__WHAT TO WORK ON__.
The string "below" appears in some lines of the entries that follow; copy each such line.

········

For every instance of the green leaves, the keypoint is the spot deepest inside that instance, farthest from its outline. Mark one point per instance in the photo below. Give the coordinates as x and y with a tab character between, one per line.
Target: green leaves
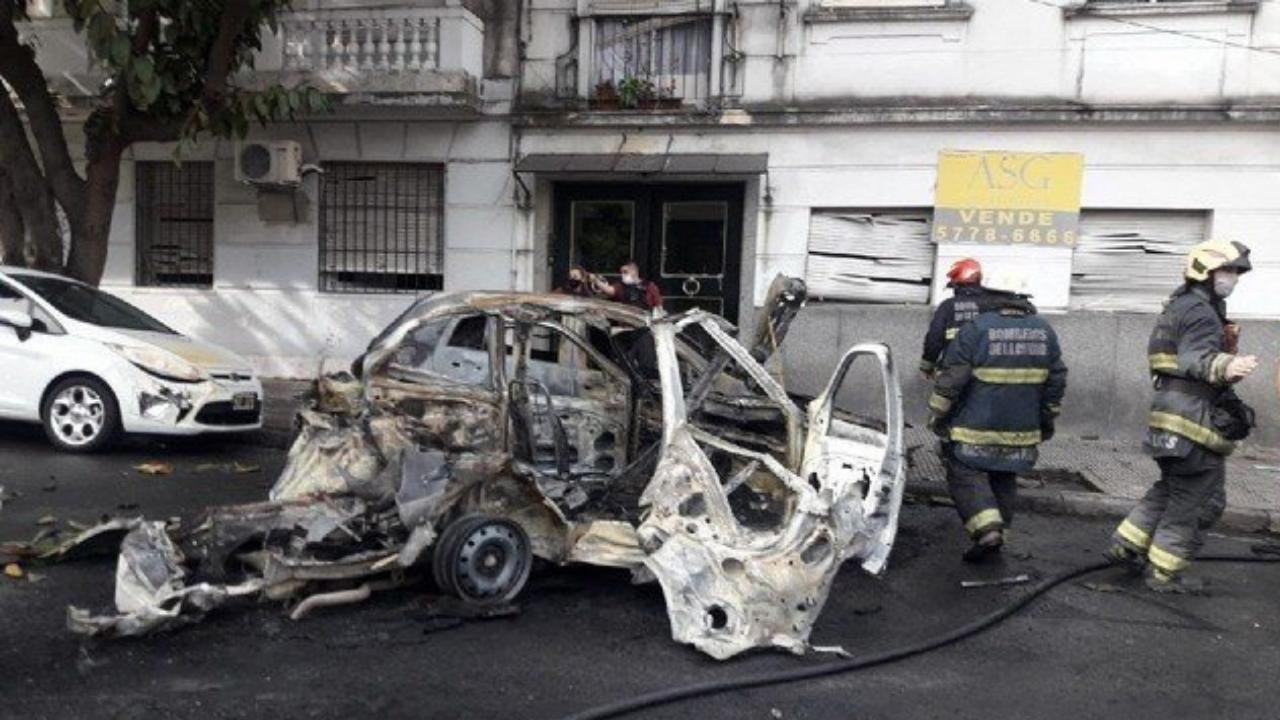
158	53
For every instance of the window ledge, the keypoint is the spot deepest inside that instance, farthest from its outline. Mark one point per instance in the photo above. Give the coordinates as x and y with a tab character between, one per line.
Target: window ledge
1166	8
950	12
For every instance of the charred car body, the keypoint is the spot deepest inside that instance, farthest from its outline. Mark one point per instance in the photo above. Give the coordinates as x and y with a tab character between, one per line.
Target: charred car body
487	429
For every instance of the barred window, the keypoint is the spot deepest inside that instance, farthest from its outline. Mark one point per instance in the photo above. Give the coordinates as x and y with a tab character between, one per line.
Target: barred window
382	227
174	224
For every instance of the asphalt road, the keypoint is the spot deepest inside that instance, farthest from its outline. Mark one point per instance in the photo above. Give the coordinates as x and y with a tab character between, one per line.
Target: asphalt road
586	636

········

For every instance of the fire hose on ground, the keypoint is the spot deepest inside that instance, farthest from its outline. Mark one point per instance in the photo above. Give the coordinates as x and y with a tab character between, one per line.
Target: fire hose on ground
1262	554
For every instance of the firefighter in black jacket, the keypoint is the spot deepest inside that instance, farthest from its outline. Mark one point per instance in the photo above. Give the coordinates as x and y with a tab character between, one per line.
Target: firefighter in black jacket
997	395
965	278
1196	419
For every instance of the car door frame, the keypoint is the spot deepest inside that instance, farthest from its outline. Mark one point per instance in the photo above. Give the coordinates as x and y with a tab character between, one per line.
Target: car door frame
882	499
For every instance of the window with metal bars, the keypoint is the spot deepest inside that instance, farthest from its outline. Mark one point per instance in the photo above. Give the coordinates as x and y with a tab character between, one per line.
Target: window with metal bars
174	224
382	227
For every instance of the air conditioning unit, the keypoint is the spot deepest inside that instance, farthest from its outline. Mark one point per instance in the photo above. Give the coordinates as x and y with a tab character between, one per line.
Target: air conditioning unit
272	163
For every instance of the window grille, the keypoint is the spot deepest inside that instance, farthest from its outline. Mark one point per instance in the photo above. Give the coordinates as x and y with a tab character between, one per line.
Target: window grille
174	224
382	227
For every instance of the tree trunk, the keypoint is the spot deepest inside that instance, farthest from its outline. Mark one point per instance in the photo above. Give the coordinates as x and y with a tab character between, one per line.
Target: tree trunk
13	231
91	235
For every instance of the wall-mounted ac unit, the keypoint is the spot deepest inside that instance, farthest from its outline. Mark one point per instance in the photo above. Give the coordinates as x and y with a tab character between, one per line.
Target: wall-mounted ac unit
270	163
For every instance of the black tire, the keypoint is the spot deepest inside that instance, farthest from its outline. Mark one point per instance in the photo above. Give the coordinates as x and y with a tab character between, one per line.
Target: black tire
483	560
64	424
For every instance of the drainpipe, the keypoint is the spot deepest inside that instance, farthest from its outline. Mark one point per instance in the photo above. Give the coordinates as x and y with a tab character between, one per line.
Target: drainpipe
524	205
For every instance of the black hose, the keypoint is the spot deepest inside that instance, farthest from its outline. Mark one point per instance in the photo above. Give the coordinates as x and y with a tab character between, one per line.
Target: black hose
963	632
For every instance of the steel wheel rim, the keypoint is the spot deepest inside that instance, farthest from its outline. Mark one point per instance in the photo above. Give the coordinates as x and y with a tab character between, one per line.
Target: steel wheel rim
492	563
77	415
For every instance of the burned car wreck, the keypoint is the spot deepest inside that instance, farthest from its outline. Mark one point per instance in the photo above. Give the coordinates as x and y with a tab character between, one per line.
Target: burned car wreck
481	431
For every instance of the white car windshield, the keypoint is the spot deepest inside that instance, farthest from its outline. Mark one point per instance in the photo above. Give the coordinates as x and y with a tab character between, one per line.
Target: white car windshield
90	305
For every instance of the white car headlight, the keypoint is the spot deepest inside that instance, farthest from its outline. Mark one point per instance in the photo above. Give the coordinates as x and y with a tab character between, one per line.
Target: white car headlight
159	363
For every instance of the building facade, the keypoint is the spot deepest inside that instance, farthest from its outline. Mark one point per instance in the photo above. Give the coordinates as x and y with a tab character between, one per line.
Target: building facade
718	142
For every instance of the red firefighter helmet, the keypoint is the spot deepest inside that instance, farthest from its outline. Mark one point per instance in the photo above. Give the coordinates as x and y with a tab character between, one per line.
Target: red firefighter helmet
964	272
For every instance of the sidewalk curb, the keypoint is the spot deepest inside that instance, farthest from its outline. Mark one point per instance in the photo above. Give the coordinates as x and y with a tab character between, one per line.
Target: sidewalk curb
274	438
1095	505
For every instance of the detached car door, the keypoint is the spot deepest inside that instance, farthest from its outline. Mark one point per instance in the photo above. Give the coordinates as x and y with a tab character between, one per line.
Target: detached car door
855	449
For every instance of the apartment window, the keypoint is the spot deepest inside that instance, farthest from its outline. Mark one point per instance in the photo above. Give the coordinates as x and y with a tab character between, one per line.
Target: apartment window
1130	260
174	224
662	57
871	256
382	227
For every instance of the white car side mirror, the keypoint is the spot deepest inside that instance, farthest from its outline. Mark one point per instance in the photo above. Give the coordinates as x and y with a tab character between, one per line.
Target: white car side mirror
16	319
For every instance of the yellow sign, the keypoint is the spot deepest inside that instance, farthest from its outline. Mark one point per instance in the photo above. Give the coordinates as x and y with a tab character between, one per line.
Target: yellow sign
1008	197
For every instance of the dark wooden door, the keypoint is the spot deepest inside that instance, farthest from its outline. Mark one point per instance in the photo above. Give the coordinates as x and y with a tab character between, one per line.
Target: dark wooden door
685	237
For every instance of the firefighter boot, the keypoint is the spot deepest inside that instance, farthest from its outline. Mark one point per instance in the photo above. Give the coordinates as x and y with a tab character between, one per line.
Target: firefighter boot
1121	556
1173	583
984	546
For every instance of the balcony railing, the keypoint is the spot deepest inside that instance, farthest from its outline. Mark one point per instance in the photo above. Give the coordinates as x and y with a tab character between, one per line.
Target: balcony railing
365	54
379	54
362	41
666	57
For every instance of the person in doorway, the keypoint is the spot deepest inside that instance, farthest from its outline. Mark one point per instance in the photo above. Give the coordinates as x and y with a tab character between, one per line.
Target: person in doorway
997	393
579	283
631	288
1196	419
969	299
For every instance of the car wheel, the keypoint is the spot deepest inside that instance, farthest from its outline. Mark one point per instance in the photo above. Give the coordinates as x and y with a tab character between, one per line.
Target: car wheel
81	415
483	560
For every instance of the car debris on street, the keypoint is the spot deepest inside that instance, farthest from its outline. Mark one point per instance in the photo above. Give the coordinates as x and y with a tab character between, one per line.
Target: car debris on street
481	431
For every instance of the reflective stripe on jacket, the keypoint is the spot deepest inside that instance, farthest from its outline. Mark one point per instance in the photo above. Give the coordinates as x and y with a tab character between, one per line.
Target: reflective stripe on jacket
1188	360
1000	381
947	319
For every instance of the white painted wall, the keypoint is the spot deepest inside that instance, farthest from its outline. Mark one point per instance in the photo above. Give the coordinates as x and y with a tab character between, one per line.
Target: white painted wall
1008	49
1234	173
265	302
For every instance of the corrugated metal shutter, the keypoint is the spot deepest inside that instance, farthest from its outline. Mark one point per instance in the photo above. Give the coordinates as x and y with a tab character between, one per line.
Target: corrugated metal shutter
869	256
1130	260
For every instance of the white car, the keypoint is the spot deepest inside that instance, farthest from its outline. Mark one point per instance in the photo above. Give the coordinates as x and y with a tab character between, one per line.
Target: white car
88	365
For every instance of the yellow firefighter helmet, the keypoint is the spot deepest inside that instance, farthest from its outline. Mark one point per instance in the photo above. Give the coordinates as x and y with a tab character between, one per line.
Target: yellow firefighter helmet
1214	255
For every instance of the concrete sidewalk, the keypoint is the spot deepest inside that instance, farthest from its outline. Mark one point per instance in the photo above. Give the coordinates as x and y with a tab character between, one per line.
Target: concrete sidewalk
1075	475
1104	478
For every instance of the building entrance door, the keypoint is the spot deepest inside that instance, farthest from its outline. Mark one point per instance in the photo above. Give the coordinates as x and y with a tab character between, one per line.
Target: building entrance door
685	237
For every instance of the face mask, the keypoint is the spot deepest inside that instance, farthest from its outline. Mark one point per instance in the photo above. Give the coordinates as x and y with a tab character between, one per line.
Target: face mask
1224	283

········

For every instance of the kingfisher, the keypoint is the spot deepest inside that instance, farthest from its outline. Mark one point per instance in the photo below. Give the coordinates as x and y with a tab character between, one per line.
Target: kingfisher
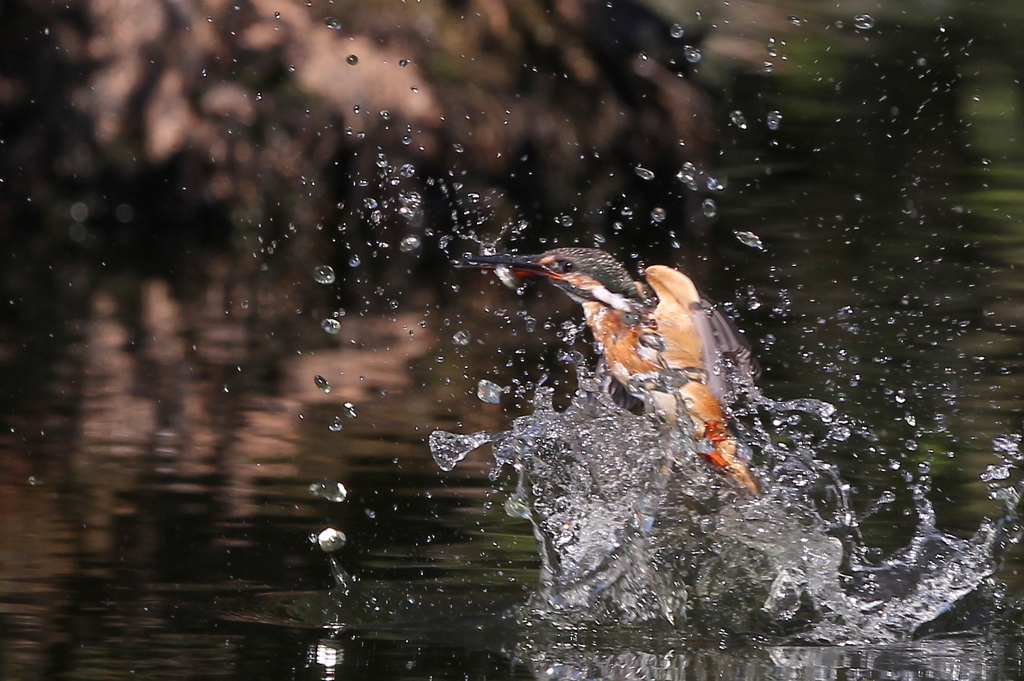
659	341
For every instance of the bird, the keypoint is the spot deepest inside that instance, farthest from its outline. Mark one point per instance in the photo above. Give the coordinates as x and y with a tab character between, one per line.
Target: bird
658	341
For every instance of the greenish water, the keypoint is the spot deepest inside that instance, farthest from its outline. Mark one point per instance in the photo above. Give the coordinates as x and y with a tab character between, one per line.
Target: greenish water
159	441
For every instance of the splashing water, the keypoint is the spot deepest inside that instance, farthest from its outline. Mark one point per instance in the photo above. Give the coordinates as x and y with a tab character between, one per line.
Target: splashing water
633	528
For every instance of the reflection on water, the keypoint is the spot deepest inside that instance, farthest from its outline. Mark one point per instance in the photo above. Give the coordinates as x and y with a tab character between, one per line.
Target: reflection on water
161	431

········

__SOLUTION FOR THIS EXERCISE__.
For every instance of the green leaves, the keypoint is the spot deepest inside that instance, farthest from its outline. Mark one point per instance in the photo below. Give the coordinates as x and y with a tab character between, one per line.
For every instance of the kingfisher, the keypoint is the spot deepest inside that instance, farthest from its outline. Mark one point per instance in the photo below. Give the coordinates as x and y with a tab character between, one per line.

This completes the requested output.